What to produce:
Here are some entries; quote each one exactly.

Records:
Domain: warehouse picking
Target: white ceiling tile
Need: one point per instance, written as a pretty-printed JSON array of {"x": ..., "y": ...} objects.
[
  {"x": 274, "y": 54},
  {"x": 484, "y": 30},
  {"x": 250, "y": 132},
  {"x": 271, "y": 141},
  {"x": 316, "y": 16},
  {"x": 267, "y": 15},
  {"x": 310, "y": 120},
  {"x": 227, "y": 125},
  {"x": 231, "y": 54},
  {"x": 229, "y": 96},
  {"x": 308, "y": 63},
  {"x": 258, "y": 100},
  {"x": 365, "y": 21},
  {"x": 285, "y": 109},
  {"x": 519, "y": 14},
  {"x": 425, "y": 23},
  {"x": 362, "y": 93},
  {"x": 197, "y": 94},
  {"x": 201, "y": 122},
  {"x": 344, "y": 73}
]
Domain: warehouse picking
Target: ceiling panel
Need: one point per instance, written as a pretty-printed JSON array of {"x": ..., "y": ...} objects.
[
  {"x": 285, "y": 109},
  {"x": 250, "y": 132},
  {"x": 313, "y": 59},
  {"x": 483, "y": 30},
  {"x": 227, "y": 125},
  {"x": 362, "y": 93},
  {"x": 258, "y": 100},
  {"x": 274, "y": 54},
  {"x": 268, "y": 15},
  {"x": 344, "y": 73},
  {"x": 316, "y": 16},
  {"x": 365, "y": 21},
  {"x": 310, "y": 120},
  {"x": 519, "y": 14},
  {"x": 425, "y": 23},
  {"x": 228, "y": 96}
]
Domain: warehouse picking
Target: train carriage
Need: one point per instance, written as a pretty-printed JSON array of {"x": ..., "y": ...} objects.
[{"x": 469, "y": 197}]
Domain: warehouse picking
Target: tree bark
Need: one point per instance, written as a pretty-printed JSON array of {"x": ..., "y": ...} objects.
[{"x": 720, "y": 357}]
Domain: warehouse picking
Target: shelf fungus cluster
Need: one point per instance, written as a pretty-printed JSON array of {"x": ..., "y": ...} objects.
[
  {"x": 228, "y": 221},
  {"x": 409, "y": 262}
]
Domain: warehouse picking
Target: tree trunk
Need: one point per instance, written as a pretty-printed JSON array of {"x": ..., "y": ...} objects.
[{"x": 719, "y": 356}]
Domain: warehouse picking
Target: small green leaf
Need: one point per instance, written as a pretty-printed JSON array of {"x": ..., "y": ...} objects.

Response:
Domain: warehouse picking
Target: white ceiling tile
Need: one point per instance, written as a pretty-printed JSON array of {"x": ..., "y": ...} objects.
[
  {"x": 274, "y": 54},
  {"x": 484, "y": 30},
  {"x": 250, "y": 132},
  {"x": 271, "y": 141},
  {"x": 316, "y": 16},
  {"x": 267, "y": 15},
  {"x": 310, "y": 120},
  {"x": 227, "y": 125},
  {"x": 231, "y": 54},
  {"x": 229, "y": 96},
  {"x": 308, "y": 63},
  {"x": 258, "y": 100},
  {"x": 365, "y": 21},
  {"x": 285, "y": 109},
  {"x": 519, "y": 14},
  {"x": 425, "y": 23},
  {"x": 362, "y": 93},
  {"x": 197, "y": 94},
  {"x": 201, "y": 122},
  {"x": 344, "y": 73}
]
Domain: warehouse picking
Target: ceiling panel
Need: one point per instance, written as a pretty-printed JSON array of {"x": ..., "y": ...} objects.
[
  {"x": 285, "y": 109},
  {"x": 250, "y": 132},
  {"x": 313, "y": 59},
  {"x": 483, "y": 30},
  {"x": 227, "y": 125},
  {"x": 362, "y": 93},
  {"x": 258, "y": 100},
  {"x": 274, "y": 54},
  {"x": 268, "y": 15},
  {"x": 344, "y": 73},
  {"x": 316, "y": 16},
  {"x": 365, "y": 21},
  {"x": 310, "y": 120},
  {"x": 519, "y": 14},
  {"x": 425, "y": 23},
  {"x": 228, "y": 96}
]
Domain: warehouse picking
Target: train carriage
Need: one point per instance, written as a pretty-printed JSON array of {"x": ..., "y": ...} objects.
[{"x": 469, "y": 197}]
Domain: warehouse picking
Target: tree bark
Need: one point per instance, written as a pretty-printed JSON array of {"x": ..., "y": ...} objects.
[{"x": 720, "y": 357}]
Domain: warehouse picking
Target: shelf fungus cluster
Need: one point per instance, written as a pretty-printed JSON array of {"x": ..., "y": ...} objects.
[
  {"x": 228, "y": 221},
  {"x": 409, "y": 262}
]
Domain: warehouse picking
Target: tree trunk
Need: one point per instance, written as a pretty-printed JSON array of {"x": ..., "y": ...} objects.
[{"x": 719, "y": 356}]
Domain: warehouse picking
Target: small green leaf
Need: one point per instance, written as a pretty-printed JSON array of {"x": ..., "y": ...} objects.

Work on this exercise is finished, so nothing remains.